Assigned task: Print the passage of one-liners word for word, from "Some of them" up to and including "a homing pigeon….".
[Document passage]
Some of them can appear as dumb as a sack of rocks, but the stoners flipping burgers, and dreaming up new words seem to be a helluva lot more fun than tight-ass, Latin-loving Mr. Mencken.  Ignore the word.  Ignore the nerd who birthed it.  What is your opinion about strippers?  😕

Time For More One-Liners

Every time I ask what time it is….
….I get a different answer

I tried to come up with a joke about social distancing….
….This is as close as I could get.

Before they invented drawing boards….
….What did they go back to?

I crossed an alligator with a homing pigeon….
….That will come back to bite me

I hate it when the voices in my head go silent….
….I never know what those fuckers are planning

I was going to have wine and cheese for dinner….
….but I remembered that I can’t have cheese.  Cheers!

I was sitting in traffic the other day….
….That’s probably why I got run over.

My favorite word is “Drool.”….
….It just rolls of the tongue.

My family tree is a cactus….
[/Document passage]
[Data extract]
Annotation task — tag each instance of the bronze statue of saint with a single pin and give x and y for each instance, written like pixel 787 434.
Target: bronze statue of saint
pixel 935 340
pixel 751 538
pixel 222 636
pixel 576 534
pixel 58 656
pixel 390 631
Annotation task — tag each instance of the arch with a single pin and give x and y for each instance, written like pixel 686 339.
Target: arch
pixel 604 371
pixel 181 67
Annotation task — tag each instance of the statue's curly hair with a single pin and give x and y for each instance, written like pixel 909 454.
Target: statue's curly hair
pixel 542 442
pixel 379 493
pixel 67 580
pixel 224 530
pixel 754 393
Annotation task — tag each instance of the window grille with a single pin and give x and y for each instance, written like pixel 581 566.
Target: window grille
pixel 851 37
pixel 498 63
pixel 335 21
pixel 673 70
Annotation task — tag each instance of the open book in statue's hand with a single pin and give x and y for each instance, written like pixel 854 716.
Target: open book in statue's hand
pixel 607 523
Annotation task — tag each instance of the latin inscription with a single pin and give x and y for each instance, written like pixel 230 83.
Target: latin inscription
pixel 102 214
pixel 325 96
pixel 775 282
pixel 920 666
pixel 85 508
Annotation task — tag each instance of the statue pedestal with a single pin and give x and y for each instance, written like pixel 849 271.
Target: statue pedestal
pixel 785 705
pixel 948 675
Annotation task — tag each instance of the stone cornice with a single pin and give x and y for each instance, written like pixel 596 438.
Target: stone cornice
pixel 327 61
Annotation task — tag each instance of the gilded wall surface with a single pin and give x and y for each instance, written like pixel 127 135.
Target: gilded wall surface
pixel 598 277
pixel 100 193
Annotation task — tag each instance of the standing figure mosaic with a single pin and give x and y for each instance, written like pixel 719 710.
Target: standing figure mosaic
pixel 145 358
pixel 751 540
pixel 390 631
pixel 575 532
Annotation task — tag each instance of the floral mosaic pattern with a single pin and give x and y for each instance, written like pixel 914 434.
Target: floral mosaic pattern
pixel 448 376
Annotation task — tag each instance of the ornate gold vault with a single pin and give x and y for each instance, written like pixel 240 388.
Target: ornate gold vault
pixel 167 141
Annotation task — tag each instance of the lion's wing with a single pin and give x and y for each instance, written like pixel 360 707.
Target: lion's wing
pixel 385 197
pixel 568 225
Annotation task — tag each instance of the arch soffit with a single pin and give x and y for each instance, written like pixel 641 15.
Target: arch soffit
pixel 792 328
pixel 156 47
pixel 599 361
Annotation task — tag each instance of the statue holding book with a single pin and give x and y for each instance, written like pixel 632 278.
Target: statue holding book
[/Data extract]
Answer section:
Some of them can appear as dumb as a sack of rocks, but the stoners flipping burgers, and dreaming up new words seem to be a helluva lot more fun than tight-ass, Latin-loving Mr. Mencken.  Ignore the word.  Ignore the nerd who birthed it.  What is your opinion about strippers?  😕

Time For More One-Liners

Every time I ask what time it is….
….I get a different answer

I tried to come up with a joke about social distancing….
….This is as close as I could get.

Before they invented drawing boards….
….What did they go back to?

I crossed an alligator with a homing pigeon….